What you will do -> Of the records below, reproduce only the span that opens with the line containing "of the power" and closes with the last line.

Provided material ->

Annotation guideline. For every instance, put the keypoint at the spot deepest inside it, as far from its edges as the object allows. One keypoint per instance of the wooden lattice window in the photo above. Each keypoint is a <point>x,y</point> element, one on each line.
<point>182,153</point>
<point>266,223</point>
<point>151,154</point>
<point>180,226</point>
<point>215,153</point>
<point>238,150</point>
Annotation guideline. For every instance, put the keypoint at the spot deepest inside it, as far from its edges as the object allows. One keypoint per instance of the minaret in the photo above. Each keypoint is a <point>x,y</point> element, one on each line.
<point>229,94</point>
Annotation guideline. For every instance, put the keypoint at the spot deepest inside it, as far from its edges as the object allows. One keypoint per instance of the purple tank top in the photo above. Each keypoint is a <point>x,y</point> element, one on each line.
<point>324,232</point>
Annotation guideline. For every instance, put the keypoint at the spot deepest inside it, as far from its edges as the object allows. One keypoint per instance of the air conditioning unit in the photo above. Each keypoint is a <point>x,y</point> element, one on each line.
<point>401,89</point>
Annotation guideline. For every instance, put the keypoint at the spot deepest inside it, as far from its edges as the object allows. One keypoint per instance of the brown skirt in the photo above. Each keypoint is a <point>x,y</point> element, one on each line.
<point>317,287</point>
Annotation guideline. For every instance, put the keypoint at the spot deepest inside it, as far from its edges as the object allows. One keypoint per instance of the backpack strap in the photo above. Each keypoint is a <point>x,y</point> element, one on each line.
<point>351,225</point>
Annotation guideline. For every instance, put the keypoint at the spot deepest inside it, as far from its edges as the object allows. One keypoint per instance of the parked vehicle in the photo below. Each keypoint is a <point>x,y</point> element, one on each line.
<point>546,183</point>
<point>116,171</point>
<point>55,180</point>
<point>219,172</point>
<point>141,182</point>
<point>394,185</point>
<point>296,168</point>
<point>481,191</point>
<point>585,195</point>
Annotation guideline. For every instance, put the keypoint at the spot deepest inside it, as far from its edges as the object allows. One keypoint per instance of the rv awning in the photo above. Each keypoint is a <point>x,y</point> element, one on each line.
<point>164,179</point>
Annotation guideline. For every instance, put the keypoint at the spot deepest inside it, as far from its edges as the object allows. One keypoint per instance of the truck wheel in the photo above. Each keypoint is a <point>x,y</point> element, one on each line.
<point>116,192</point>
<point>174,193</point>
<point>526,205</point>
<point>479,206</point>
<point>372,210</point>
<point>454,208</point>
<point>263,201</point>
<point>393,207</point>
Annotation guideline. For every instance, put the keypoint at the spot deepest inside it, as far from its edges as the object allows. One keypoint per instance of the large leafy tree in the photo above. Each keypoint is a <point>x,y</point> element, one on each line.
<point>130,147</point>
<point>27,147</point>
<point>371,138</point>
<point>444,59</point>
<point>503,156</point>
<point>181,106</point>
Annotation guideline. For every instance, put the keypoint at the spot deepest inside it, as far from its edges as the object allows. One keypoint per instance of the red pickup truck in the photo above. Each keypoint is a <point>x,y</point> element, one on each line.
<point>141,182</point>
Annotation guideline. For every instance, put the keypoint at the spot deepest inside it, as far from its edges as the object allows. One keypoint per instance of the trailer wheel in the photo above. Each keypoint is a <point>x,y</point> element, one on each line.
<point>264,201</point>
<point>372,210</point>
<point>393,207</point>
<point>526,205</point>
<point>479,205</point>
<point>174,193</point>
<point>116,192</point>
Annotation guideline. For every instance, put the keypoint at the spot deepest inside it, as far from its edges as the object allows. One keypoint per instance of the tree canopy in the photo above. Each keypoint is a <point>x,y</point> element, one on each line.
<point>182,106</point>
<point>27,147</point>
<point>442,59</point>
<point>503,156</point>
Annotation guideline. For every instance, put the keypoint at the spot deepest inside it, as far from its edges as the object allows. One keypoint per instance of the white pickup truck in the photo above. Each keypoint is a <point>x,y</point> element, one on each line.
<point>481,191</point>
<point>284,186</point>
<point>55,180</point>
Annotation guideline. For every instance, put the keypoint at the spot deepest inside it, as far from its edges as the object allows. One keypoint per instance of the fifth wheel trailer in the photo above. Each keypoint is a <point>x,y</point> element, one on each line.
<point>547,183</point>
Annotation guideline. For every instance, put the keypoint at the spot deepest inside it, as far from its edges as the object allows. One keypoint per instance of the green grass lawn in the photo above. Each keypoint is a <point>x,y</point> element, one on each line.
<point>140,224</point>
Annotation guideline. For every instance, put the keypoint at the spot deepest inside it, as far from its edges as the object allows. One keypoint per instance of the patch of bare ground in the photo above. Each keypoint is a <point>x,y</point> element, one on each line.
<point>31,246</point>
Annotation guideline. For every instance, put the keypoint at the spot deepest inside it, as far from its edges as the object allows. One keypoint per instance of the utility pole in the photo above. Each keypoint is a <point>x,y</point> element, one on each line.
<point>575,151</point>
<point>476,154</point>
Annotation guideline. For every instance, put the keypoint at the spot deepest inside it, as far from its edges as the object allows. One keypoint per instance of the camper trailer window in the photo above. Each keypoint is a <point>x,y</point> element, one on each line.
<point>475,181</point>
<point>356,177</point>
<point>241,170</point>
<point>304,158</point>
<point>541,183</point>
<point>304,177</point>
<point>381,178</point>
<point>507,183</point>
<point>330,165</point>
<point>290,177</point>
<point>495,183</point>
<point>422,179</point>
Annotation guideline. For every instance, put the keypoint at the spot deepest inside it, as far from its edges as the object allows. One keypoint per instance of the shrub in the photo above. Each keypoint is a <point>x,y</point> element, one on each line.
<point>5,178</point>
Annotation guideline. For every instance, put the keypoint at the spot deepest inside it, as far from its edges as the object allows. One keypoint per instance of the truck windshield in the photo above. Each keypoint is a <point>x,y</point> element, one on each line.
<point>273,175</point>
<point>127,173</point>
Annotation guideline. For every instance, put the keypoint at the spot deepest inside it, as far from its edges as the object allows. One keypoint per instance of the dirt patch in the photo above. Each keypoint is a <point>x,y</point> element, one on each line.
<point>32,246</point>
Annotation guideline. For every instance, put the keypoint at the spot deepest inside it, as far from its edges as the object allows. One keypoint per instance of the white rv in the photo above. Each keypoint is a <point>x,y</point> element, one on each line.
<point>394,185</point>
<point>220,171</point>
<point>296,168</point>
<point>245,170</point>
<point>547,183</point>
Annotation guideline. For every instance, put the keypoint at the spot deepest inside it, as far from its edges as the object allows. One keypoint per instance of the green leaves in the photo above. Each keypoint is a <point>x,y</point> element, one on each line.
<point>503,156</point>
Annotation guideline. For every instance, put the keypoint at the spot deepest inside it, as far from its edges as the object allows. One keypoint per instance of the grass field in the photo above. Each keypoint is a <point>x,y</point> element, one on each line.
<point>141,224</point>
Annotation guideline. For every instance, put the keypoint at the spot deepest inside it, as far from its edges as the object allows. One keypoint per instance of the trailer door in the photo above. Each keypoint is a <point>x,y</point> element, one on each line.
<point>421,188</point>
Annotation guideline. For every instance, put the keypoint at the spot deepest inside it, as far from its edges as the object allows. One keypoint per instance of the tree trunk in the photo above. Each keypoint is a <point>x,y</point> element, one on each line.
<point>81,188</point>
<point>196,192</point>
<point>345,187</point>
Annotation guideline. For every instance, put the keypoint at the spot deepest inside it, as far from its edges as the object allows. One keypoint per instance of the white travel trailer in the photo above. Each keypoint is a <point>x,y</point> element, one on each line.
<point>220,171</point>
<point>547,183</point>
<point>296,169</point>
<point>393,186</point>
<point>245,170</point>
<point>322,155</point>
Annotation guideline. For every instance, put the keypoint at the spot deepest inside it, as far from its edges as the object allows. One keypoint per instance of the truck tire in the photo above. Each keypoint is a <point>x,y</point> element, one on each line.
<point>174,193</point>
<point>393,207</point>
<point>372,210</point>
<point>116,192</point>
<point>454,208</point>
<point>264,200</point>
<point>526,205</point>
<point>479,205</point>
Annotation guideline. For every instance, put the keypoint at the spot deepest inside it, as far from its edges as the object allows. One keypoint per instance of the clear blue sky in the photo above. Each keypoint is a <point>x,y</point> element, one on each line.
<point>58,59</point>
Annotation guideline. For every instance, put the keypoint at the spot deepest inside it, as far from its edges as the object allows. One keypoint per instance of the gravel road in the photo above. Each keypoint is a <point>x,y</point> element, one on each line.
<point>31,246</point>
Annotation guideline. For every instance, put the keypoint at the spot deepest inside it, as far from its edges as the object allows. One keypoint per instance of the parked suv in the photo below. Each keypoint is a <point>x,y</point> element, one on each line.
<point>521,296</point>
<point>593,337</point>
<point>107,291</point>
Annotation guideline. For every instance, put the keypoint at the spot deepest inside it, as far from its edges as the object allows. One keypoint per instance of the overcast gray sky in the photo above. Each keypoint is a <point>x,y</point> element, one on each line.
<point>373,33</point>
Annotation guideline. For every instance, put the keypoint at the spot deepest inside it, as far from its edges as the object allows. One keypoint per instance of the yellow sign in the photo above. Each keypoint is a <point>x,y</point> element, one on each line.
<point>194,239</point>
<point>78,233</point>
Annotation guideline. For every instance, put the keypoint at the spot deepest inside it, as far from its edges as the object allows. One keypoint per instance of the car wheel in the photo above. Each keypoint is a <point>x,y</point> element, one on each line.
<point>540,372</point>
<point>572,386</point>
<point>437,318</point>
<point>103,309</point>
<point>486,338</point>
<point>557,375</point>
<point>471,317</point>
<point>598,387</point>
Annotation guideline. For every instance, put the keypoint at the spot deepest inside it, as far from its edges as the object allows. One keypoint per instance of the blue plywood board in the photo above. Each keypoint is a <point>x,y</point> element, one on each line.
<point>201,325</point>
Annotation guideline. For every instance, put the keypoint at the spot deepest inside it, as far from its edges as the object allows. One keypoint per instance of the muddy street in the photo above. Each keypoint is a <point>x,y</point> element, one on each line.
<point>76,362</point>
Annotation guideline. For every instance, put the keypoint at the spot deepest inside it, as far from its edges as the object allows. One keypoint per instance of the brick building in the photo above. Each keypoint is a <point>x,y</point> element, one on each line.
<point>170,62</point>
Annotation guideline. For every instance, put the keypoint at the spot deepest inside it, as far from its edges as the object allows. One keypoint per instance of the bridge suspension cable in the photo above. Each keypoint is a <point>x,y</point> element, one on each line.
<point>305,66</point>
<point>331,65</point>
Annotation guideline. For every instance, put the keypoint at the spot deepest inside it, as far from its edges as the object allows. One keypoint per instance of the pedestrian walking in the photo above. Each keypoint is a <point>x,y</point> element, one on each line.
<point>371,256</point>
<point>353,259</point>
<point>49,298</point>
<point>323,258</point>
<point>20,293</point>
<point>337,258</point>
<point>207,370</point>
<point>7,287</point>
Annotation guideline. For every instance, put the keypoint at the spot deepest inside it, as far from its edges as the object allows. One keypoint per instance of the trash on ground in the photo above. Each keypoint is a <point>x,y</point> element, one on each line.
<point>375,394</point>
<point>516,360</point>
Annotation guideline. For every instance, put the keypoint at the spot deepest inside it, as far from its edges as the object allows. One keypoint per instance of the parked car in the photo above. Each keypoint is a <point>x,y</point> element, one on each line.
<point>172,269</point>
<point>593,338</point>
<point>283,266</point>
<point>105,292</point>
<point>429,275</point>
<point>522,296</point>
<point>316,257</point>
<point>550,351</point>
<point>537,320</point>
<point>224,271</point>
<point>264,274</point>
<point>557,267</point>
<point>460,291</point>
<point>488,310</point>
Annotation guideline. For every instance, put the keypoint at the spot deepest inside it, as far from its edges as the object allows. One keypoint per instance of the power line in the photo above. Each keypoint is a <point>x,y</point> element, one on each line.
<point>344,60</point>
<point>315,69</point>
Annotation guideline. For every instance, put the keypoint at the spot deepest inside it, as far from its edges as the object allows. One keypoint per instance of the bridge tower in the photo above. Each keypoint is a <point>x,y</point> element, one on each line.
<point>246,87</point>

Exercise answer ->
Annotation guideline. For every instance, put the keypoint at the spot deepest inside it, as far from its edges as the object allows. One keypoint per instance of the power line in the photo above. Each keypoint is a <point>x,y</point> element, one on each line.
<point>344,60</point>
<point>315,69</point>
Annotation guideline. For every instance, put the keypoint at the spot deepest inside it, as far from its edges as the object allows. One keypoint per instance of the bridge tower in the photo above. Each keypoint is a <point>x,y</point> element, one on each line.
<point>246,87</point>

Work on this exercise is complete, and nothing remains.